> TASK REQUIREMENTS
[A] In the Benvenuto Cellini article, please rewrite the part that opens with the words containing "Florence, Republic of" and closes with "artists of Mannerism.", swapping "Mannerism" for "the High Renaissance".
[B] List every occupation given for Cellini in the Benvenuto Cellini article's sentence that begins "Benvenuto Cellini (3 November 1500".
[C] Answer these questions from the Benvenuto Cellini article:
(i) What artistic movement is Cellini linked to?
(ii) What was his mother's name?
(iii) Which goldsmith of Siena gave him early training?

> PASSAGE SHOWN
────────────────────────────────────────
Benvenuto Cellini

Benvenuto Cellini

Bust of Benvenuto Cellini on the Ponte Vecchio, Florence.
Birth name Benvenuto Cellini
Born 3 November 1500(1500-11-03)
Florence, Republic of Florence
Died 13 February 1571(1571-02-13) (aged 70)
Florence, Grand Duchy of Tuscany
Nationality Italian
Field Goldsmith, sculptor, painter
Training Accademia delle Arti del Disegno
Movement Mannerism
Works Cellini Salt Cellar (Saliera), 1543

Benvenuto Cellini (3 November 1500 – 13 February 1571) was an Italian goldsmith, sculptor, painter, soldier and musician, who also wrote a famous autobiography. He was one of the most important artists of Mannerism.

Contents

Biography

Youth

Benvenuto Cellini was born in Florence, Italy. His parents were Giovanni Cellini, and Maria Lisabetta Granacci. They were married for eighteen years before the birth of their first child. Benvenuto was the second child of the family. The son of a musician and builder of musical instruments, Cellini's first major brush with the law came as an early teenager: He was banished from his native Florence for his alleged role in a brawl. As a result, he received his early artistic training not only from the Florentine goldsmith Marcone [Antonio di Sandro], but also from Francesco Castoro, a goldsmith of Siena. After further visits to Bologna and Pisa, Cellini was allowed to return to Florence and continue his work there.
────────────────────────────────────────
> EXTRACTED ENTRIES
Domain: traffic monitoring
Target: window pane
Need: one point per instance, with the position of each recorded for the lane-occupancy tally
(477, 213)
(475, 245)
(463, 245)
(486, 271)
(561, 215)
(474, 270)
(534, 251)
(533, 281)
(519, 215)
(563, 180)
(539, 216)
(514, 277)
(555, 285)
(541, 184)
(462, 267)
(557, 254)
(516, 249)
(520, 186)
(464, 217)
────────────────────────────────────────
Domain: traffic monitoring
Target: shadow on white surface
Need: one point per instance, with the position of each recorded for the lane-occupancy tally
────────────────────────────────────────
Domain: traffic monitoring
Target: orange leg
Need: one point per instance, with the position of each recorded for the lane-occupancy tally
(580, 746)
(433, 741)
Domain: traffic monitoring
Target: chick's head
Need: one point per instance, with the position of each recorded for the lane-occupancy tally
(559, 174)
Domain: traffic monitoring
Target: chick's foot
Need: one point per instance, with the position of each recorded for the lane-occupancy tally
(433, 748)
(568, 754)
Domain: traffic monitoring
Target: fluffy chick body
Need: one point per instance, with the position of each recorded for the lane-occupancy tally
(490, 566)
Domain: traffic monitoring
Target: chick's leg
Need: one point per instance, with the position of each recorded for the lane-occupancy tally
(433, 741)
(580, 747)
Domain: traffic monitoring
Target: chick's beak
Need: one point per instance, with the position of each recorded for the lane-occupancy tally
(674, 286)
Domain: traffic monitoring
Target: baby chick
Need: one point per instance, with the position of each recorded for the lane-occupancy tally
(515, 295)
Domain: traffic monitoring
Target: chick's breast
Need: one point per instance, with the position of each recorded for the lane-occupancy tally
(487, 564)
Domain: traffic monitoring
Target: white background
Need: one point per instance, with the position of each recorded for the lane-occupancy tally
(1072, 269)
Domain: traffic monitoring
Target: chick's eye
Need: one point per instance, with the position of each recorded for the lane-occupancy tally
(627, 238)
────────────────────────────────────────
> WRITTEN ANSWERS
[A]
Florence, Republic of Florence
Died 13 February 1571(1571-02-13) (aged 70)
Florence, Grand Duchy of Tuscany
Nationality Italian
Field Goldsmith, sculptor, painter
Training Accademia delle Arti del Disegno
Movement the High Renaissance
Works Cellini Salt Cellar (Saliera), 1543

Benvenuto Cellini (3 November 1500 – 13 February 1571) was an Italian goldsmith, sculptor, painter, soldier and musician, who also wrote a famous autobiography. He was one of the most important artists of the High Renaissance.

[B] goldsmith, sculptor, painter, soldier, musician

[C]
(i) Mannerism
(ii) Maria Lisabetta Granacci
(iii) Francesco Castoro